> _Problem_
Starting at the first line of the data below, write out each line exactly until you reach the line containing "box: [306, 265, 462, 517]", and include that line too.

> _Data_
-*-*-
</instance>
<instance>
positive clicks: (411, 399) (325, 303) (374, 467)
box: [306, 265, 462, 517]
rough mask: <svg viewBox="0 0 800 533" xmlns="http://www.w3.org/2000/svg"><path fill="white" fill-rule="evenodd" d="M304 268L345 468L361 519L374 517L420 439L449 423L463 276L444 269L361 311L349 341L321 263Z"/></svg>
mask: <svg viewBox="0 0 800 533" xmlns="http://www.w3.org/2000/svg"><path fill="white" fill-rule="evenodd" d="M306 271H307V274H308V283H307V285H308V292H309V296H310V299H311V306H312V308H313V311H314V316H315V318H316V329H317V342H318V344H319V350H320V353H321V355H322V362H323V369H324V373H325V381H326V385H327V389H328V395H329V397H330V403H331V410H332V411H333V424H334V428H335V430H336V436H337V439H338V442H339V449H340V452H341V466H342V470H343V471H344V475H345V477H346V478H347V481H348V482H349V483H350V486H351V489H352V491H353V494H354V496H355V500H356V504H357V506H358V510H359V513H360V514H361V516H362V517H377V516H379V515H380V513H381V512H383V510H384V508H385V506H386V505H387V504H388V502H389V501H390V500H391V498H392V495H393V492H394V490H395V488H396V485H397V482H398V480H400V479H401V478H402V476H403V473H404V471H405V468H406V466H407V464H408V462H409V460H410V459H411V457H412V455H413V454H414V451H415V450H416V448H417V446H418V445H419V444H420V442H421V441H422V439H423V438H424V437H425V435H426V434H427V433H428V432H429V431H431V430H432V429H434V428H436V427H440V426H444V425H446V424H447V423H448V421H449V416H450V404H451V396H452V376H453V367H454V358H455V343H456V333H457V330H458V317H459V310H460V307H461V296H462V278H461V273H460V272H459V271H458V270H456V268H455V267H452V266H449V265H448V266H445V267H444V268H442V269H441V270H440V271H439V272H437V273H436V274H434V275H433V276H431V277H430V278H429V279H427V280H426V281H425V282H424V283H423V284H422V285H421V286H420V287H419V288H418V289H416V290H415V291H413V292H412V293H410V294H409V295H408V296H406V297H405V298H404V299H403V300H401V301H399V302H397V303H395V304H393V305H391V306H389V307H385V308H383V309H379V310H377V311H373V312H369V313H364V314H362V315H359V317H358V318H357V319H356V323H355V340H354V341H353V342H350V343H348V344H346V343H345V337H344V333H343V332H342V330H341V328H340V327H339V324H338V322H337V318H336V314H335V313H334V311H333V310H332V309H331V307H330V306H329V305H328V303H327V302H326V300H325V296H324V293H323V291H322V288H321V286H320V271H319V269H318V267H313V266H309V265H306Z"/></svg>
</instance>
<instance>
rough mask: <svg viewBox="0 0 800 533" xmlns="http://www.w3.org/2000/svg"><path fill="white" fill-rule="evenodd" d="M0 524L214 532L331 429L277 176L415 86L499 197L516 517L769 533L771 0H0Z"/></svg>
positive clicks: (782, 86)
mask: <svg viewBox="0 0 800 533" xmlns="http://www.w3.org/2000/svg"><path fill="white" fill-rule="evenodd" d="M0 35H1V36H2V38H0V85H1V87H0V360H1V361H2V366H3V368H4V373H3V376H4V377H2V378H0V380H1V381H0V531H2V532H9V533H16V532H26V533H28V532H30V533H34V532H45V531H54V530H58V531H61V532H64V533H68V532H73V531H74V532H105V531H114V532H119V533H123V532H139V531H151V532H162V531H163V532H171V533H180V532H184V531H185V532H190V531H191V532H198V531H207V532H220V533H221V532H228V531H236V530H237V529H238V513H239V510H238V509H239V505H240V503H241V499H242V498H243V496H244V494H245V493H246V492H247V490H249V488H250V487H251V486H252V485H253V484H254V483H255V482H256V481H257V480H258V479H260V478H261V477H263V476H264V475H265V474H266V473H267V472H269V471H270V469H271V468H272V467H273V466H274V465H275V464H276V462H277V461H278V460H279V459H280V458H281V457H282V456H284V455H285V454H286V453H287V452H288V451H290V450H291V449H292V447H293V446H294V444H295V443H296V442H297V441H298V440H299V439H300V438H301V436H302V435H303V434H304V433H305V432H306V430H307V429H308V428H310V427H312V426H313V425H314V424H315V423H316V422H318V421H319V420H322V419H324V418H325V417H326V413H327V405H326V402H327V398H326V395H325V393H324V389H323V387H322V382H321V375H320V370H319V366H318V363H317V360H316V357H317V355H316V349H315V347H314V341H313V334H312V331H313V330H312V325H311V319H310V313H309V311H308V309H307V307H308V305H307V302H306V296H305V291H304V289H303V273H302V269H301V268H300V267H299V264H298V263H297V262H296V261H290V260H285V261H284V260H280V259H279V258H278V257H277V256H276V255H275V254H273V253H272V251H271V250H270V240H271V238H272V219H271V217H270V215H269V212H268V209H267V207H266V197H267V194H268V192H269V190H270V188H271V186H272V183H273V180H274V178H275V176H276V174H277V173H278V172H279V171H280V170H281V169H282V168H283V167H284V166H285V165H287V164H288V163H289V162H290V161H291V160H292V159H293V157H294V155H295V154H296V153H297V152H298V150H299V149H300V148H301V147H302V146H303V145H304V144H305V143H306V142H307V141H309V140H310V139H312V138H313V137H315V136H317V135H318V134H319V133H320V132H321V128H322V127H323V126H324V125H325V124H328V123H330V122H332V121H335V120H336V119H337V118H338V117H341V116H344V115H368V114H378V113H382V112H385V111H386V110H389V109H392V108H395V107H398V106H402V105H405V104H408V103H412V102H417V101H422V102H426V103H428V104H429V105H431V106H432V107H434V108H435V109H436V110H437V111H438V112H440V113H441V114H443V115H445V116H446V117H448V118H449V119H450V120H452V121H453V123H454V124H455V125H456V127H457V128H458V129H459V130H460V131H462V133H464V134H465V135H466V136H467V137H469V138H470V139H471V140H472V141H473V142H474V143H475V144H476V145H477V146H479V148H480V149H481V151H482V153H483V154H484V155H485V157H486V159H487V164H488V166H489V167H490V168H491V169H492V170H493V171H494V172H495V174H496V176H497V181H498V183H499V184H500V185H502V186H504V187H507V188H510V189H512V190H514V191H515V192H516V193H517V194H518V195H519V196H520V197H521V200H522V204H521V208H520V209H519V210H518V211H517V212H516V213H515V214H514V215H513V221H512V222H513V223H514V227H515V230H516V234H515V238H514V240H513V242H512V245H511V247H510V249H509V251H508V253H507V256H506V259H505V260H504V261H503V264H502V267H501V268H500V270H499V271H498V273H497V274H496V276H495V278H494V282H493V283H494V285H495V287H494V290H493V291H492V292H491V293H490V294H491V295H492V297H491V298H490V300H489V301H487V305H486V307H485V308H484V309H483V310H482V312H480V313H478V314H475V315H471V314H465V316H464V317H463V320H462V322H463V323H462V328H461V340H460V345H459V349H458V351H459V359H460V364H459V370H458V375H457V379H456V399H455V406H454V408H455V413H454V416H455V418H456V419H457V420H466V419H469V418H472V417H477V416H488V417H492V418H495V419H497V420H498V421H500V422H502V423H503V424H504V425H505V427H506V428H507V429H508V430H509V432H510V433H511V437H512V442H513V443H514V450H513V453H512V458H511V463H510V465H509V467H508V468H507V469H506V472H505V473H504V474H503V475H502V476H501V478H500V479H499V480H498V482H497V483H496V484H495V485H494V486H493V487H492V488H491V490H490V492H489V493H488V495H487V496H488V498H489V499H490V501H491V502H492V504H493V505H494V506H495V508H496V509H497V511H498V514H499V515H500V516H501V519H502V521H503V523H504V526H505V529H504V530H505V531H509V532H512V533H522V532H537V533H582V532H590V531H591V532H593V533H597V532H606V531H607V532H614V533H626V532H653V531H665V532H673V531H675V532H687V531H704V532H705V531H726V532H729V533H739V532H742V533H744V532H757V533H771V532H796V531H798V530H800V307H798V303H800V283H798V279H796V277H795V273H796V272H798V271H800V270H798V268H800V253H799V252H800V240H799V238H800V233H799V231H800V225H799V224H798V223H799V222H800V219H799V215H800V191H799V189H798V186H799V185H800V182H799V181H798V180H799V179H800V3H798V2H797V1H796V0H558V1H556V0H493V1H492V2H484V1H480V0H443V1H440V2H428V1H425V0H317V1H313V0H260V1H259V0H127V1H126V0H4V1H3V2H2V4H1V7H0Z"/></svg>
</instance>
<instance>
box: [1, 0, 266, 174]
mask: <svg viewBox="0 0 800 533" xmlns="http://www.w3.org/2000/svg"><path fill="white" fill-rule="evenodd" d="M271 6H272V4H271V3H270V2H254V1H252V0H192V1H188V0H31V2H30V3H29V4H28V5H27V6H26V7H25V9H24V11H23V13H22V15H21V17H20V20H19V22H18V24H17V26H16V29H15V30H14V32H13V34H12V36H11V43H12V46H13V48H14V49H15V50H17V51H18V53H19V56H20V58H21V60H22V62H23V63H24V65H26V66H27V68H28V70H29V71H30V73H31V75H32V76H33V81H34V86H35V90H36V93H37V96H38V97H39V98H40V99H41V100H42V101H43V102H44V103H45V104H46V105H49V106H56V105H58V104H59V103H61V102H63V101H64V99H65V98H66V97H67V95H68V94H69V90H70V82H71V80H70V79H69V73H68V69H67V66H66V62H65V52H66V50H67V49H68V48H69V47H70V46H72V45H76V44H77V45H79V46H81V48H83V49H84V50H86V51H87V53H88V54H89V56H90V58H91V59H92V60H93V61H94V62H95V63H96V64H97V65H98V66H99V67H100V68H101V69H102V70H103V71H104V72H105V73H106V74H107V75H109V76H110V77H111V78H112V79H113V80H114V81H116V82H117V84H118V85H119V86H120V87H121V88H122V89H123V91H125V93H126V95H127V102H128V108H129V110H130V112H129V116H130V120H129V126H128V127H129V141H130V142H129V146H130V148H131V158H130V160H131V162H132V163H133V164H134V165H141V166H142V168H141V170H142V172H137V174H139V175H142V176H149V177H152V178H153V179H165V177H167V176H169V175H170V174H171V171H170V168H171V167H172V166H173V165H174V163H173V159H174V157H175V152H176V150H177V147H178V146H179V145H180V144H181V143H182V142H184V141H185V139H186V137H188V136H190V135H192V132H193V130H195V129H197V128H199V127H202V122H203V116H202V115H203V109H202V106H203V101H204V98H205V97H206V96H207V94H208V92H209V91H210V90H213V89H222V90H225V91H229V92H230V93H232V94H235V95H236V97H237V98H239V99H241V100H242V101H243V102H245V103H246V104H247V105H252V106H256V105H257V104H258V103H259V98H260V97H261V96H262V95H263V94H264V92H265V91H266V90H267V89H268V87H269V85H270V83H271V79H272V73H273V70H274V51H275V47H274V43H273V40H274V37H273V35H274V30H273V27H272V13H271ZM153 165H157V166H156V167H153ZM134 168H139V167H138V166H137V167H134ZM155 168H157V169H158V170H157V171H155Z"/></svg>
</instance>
-*-*-
> _Solution_
</instance>
<instance>
positive clicks: (411, 399) (325, 303) (374, 467)
box: [306, 265, 462, 517]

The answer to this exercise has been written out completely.